◆ PROMPT A: Please rewrite the aerogel insulation text starting with "According to InspectAPedia.com, the" and going on through "more effective barrier.", changing "insulation material" to "insulating material".
◆ PROMPT B: List every substance named in the aerogel insulation text whose name contains the word "dioxide."

◆ DOCUMENT SEGMENT:
A look at aerogel as insulation

Synthetically producing amorphous silica gel and then infusing it into a fabric creates what many buyers know as aerogel insulation according to one distributor’s website. Amorphous silica appears on state hazardous substance lists for California and New Jersey. According to the website TeachEngineering,org, Samuel Stephens Kistler invented aerogel in 1931. Not unlike Kistler’s approach to inventing aerogel, some manufacturers today create aerogels by putting together a polymer and solvent, which forms a gel; they then remove the liquid and replace it with air. In some cases, manufacturers use silica, or silicon dioxide, with a solvent to make the gel, extract the fluid and insert carbon dioxide. Some aerogel manufacturers include titanium dioxide TiO₂ as an ingredient, which the International Agency for Research on Cancer (IARC) classifies as a Group 2B carcinogen, possibly carcinogenic if inhaled.  A 2002 article from the Archives of Toxicology, titled “Health hazards due to the inhalation of amorphous silica,” notes “Inflammatory responses and emphysema have been described in a number of animal studies, especially in rats and monkeys.”

Some manufacturers of aerogels advocate for their use because they prevent heat transfer and are lightweight. For example, according to ExtremeTech, graphene aerogel is remarkably light, weighing about 160 grams per cubic meter.

According to InspectAPedia.com, the R-Value of aerogel is 10.3 per inch versus rigid fiberglass, which has an R-Value of 4 per inch. The R-Value, or resistance value, of insulation measures to what degree insulation resists the flow of heat through an insulation material. As the R-Value climbs from 0 it signifies that the insulation material is doing a better job of preventing heat transfer, and consequently it’s a more effective barrier.

AEROGEL AS INSULATION

Some aerogel insulation makers also note the material has a low K-Factor, otherwise known as thermal conductivity. K-Factor is the rate at which heat flows through insulation material. Thermal conductivity as defined by ASTM Standard C168 is “the time rate of steady state heat flow through a unit area of a homogeneous material induced by a unit temperature gradient in a direction perpendicular to that unit area.” To simplify that, K-Factor is measuring the Btus of heat flowing through an inch-thick insulation material each hour across an area one foot by one foot for every degree of Fahrenheit change. Fiberglass has a K-Factor ranging from .22 to .30. By comparison, aerogels can have a K-Factor as low as .01.

◆ THE DATA:
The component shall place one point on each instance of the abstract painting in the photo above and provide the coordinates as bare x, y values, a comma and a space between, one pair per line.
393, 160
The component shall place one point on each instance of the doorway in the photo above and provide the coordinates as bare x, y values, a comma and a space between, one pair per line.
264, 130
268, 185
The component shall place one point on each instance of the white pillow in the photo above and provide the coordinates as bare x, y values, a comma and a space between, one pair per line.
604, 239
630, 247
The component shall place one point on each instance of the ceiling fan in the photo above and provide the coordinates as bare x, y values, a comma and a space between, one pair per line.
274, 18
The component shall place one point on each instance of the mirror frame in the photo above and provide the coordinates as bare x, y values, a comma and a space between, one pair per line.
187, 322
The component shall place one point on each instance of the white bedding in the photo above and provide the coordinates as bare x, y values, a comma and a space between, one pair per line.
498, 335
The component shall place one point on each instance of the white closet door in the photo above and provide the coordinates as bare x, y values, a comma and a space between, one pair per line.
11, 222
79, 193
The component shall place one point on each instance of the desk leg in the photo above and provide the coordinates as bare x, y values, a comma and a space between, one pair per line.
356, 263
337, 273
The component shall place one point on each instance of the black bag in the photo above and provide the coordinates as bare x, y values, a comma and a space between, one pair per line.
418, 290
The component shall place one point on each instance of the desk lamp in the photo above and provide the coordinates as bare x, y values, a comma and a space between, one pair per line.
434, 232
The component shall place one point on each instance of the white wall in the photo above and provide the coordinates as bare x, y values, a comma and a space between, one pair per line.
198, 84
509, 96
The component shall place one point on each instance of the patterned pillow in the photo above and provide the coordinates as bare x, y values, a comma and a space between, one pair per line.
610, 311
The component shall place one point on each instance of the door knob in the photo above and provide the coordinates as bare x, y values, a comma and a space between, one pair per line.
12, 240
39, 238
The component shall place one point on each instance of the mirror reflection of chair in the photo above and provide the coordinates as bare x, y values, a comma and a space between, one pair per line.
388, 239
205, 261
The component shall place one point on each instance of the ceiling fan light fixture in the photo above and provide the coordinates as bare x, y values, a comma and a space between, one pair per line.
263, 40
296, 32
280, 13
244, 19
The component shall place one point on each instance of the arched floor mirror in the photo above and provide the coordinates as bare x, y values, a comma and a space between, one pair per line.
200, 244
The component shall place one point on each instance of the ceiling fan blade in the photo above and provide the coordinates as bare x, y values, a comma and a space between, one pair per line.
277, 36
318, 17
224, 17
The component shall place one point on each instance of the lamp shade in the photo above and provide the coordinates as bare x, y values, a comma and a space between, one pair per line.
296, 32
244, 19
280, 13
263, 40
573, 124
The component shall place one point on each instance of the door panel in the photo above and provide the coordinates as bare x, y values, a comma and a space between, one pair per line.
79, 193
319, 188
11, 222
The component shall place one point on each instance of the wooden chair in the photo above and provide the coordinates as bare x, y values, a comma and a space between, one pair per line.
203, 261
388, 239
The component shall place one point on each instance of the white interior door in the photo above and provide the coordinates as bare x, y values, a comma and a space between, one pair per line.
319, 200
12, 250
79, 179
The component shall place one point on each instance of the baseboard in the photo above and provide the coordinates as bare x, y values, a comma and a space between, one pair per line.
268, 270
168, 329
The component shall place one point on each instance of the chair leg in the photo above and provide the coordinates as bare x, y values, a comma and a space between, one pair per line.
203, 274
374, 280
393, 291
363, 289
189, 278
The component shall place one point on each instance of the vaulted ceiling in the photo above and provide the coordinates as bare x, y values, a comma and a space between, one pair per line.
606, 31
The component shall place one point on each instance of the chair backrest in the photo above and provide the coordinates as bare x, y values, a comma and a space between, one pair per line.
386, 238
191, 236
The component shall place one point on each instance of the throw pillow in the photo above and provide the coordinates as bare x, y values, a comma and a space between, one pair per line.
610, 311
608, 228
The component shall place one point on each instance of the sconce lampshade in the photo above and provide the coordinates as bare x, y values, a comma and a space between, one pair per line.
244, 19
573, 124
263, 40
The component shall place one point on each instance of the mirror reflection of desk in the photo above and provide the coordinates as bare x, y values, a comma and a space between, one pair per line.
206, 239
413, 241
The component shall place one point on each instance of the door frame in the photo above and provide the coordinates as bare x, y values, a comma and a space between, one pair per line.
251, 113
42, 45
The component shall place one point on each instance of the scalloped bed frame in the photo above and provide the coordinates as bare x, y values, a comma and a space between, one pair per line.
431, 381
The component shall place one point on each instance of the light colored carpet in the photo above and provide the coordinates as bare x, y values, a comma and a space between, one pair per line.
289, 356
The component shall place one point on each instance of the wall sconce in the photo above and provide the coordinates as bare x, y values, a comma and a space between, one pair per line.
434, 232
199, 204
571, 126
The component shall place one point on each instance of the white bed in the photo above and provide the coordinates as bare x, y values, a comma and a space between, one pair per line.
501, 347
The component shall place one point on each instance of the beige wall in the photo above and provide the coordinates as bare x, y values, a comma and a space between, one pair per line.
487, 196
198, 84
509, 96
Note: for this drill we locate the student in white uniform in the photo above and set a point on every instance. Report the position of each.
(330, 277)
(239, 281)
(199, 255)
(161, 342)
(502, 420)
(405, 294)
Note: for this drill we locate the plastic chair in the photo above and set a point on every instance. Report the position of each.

◆ YOUR SOLUTION A:
According to InspectAPedia.com, the R-Value of aerogel is 10.3 per inch versus rigid fiberglass, which has an R-Value of 4 per inch. The R-Value, or resistance value, of insulation measures to what degree insulation resists the flow of heat through an insulating material. As the R-Value climbs from 0 it signifies that the insulating material is doing a better job of preventing heat transfer, and consequently it’s a more effective barrier.

◆ YOUR SOLUTION B: Silicon dioxide, carbon dioxide, titanium dioxide